_Quoted text:_
= = = = =
Although Vieira de Mello believed UNHCR would have to compel some refugees to return, he knew that many of the UNHCR staff who worked under him in the region would object to doing anything that hinted of forced return, even to those who had not qualified as refugees. In December 1989, on the occasion of the first return operation, he planned the transport of those classed as illegal migrants with the Hong Kong authorities, deliberately bypassing his own staff. Hong Kong police and prison guards in riot gear arrived at 3 a.m., roughly shepherded fifty-one Vietnamese onto buses, and then flew them to Hanoi. In later repatriations the Hong Kong guards even went so far as to inject refugees with sedatives in order to get them to board the transport planes.19
As word of the new screening process made its way back to Vietnam, refugee flows declined considerably. In 1989 some 70,000 Vietnamese had sought asylum in Southeast Asia. In 1992, by contrast, only forty-one Vietnamese landed in neighboring countries.20 Although other factors, such as the start of Vietnam’s economic boom, played a role in the reduced flows, the agreement proved pivotal. Some 70,000 illegal migrants were sent back to Vietnam from the camps, and although UNHCR did not have the staff to monitor them on return, they were generally not mistreated by the Vietnamese authorities. All the boat people had been cleared out of camps by 1996, with the United States resettling some 40 percent of the refugees.21
For a person who recited UN ideals with near-romantic reverence, Vieira de Mello had proven himself remarkably willing to compromise those principles. He argued that such pragmatic concessions served the long-term interests of both the refugees and the UN. In this case he may have been correct that he had extracted the most humane outcome he could from the governments involved. But he could have gone to greater lengths to use his pulpit at UNHCR to try to ensure that the Vietnamese were more fairly screened in the camps and were better treated en route back to Vietnam. This was the first of several prominent instances in his career in which he would downplay his and the UN’s obligation to try to shape the preferences of governments. By the 1980s he had come to see himself as a UN man, but since the organization was both a body of self-interested governments and a body of ideals, he did not seem sure yet whether serving the UN meant doing what states demanded or pressing for what refugees needed.
= = = = =
_Provided material:_
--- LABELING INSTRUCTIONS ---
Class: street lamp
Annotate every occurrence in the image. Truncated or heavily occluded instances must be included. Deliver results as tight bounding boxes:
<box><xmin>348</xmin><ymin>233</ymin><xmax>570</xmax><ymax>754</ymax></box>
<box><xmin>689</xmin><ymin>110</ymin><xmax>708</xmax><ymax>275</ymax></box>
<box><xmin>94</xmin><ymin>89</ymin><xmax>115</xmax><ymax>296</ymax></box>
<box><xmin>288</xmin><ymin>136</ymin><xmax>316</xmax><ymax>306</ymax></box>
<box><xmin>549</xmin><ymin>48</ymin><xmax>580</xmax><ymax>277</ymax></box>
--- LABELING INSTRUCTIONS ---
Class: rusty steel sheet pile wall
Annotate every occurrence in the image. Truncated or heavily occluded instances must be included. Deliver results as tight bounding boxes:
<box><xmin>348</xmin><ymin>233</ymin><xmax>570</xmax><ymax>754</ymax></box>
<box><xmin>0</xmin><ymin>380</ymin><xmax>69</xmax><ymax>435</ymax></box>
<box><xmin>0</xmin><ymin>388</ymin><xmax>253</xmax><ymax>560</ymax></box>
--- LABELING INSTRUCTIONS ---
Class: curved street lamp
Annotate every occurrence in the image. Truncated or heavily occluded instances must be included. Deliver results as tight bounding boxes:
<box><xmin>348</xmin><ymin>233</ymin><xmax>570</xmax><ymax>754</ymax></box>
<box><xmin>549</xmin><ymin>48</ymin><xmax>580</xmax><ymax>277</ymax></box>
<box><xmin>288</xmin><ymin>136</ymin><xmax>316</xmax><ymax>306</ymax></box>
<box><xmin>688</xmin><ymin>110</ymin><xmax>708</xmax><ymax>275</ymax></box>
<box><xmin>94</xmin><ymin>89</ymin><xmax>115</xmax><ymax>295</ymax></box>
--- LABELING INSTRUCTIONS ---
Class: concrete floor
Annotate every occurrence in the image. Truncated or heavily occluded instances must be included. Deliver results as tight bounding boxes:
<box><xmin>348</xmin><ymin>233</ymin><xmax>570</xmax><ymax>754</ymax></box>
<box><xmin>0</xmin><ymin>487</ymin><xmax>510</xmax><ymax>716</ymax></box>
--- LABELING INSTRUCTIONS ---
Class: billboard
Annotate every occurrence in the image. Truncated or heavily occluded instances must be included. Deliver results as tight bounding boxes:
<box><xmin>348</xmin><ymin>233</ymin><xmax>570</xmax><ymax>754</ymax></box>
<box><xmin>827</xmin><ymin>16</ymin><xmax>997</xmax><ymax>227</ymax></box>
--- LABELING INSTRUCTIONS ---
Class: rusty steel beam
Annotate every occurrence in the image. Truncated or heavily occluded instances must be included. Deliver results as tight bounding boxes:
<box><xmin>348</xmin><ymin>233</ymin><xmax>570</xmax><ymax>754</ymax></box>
= = = = =
_Tasks and exercises:_
**A.** Do the following statements agree with the passage on Vieira de Mello and the Vietnamese boat people? For each, answer yes or no and quote the words that decide it.
(i) In 1992, only forty-one Vietnamese landed in neighboring countries.
(ii) UNHCR staff monitored the illegal migrants after they were returned to Vietnam.
(iii) The United States resettled about half of the refugees.
**B.** Extend the passage on Vieira de Mello and the Vietnamese boat people, starting right after its final sentence.

_Outputs for the tasks:_
**A.**
(i) Yes: "In 1992, by contrast, only forty-one Vietnamese landed in neighboring countries."
(ii) No: "although UNHCR did not have the staff to monitor them on return"
(iii) No: "with the United States resettling some 40 percent of the refugees"

**B.**
The demands on the United Nations were multiplying. In 1991 the UN Security Council authorized the Persian Gulf War, and the U.S.-led coalition swiftly removed Saddam Hussein’s Iraqi forces from Kuwait. Sadako Ogata, the newly crowned UN High Commissioner for Refugees, was immediately thrust into UNHCR’s most complex mission to date—working with Western armies to care for and repatriate some 1.5 million Kurds displaced inside and outside Iraq.22
On April 5, 1991, in a radical break with the Security Council’s traditional deference to state sovereignty, the Council demanded that international humanitarian organizations like UNHCR be granted immediate access to Iraq. In Operation Provide Comfort, U.S., French, and British planes began dropping food packages to the Kurds from the air and then expanded the operation by sending ground troops inside northern Iraq to set up and protect temporary UNHCR camps.23 It was the first military intervention in history carried out in the name of displaced persons. And it marked the beginning of an era in which borders seemed less sacred and the traditional line separating humanitarian matters from political and military affairs became blurred.
Just before the Gulf War, Vieira de Mello had been promoted to UNHCR director of external relations, responsible for managing the agency’s ties with governments and fund-raising. With the UN breaking new legal and geopolitical ground each day, he found himself desk-bound in Geneva. But while he played little role in the Gulf crisis, the UN was being handed two other challenges that would soon pull him in: the end of war in Cambodia and the start of conflict in the former Yugoslavia.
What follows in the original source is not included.